Task
Please edit the data from the line with "71, row 328." to the line with "column 32, row 214", replacing "fan blade" with "fan guard" and keeping everything else the same. Return only those lines.

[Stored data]
╭──

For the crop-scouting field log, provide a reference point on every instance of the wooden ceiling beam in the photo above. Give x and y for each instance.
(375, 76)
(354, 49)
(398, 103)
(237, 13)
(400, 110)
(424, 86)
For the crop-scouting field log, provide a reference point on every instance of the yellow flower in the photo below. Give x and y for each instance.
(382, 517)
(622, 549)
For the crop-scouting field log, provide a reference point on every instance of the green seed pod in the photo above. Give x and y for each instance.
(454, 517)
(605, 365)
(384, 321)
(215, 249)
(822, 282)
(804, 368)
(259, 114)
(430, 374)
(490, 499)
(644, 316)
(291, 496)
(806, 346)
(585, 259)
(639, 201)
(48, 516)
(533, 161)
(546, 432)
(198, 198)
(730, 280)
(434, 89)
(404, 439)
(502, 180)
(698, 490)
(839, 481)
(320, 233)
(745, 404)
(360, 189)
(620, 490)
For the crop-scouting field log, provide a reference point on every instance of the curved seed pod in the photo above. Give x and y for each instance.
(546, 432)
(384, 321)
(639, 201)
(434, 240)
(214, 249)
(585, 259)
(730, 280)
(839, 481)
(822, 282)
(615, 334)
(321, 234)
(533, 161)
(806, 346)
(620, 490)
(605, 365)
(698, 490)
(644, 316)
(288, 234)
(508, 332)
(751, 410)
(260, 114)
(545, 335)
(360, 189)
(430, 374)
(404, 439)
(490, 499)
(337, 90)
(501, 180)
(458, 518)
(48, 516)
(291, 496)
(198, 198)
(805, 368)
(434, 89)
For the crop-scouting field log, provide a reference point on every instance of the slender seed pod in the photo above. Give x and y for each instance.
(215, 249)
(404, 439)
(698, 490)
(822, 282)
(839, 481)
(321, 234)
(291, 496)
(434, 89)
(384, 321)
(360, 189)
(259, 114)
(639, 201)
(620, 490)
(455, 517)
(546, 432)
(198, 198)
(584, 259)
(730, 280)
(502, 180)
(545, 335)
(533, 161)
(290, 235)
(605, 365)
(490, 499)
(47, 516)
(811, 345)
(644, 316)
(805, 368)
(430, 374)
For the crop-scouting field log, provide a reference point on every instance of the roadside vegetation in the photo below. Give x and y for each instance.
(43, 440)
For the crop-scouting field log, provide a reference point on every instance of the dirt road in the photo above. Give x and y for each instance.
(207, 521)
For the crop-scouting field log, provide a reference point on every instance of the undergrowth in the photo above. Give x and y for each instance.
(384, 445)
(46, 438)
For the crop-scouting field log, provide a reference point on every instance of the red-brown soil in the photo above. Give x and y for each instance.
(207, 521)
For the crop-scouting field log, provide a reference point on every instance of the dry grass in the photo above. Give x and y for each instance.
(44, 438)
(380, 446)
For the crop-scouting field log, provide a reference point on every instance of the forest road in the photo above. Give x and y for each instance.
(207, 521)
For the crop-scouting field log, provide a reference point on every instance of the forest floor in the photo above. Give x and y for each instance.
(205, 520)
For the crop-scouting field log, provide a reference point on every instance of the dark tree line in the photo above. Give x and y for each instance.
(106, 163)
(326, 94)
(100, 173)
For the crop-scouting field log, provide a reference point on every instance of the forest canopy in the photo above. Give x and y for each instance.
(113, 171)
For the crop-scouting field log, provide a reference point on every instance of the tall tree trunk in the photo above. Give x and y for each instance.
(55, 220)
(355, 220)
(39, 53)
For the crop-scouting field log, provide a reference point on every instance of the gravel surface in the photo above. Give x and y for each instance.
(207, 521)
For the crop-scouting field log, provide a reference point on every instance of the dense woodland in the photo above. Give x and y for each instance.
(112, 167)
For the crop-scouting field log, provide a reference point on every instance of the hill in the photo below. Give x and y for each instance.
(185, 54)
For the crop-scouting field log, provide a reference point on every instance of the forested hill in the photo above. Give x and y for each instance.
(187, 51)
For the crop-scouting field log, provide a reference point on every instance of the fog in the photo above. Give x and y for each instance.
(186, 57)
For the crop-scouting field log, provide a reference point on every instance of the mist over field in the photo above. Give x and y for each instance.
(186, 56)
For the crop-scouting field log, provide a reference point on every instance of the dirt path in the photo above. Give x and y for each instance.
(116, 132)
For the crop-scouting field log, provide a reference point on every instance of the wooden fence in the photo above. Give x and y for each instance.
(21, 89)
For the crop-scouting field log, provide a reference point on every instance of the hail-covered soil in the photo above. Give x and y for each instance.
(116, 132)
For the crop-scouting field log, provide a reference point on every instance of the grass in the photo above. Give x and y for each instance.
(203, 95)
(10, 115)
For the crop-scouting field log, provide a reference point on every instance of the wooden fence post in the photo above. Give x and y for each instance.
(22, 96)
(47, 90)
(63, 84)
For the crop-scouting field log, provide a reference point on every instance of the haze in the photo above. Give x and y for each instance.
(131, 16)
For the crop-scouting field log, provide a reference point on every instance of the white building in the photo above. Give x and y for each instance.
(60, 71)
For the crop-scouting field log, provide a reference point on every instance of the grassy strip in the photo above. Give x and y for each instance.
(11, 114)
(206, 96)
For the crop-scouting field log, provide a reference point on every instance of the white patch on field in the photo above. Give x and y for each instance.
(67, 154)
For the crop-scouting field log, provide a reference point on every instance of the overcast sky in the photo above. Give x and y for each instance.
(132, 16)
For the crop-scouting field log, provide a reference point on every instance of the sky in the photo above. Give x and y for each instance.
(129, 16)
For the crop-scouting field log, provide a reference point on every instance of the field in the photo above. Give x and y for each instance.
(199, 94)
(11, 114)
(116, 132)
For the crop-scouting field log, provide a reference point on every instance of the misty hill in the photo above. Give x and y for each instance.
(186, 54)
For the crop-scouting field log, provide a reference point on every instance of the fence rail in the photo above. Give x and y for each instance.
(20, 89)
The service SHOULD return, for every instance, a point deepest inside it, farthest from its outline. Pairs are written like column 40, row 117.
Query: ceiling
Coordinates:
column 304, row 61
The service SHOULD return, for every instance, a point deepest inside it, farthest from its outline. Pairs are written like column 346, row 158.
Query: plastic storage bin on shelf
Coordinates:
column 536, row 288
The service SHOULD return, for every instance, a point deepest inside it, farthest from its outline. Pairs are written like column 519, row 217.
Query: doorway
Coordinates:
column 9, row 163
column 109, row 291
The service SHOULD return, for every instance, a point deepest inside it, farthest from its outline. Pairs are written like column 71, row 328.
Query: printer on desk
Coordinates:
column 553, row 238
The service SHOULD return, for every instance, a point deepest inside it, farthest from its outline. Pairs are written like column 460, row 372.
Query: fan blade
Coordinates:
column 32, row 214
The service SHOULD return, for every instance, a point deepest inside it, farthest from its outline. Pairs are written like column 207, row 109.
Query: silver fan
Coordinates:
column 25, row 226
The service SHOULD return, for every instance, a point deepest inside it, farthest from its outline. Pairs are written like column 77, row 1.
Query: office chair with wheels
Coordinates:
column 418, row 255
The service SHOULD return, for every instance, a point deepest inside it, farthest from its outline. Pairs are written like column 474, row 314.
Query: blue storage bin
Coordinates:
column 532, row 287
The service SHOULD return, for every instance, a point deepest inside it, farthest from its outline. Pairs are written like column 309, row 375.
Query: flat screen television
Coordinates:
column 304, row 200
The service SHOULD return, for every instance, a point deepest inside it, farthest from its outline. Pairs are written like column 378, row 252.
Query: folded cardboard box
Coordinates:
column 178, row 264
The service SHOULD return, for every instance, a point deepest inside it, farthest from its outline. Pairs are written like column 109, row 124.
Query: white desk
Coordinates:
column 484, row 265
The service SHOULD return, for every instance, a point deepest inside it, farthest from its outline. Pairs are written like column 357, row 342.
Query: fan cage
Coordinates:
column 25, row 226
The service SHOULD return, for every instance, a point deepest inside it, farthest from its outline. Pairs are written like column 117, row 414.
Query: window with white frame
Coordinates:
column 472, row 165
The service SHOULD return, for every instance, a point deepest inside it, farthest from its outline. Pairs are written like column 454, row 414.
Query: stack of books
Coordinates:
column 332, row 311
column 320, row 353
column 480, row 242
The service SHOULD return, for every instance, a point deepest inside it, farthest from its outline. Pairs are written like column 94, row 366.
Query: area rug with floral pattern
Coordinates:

╰──

Result for this exercise
The service SHOULD return, for every instance, a point deepest inside it, farthest from its outline. Pairs are written like column 71, row 328.
Query: printer on desk
Coordinates:
column 553, row 238
The service SHOULD return, for every instance, a point deepest inside it, farthest from its outline. Pairs are written like column 460, row 372.
Query: fan guard
Coordinates:
column 32, row 214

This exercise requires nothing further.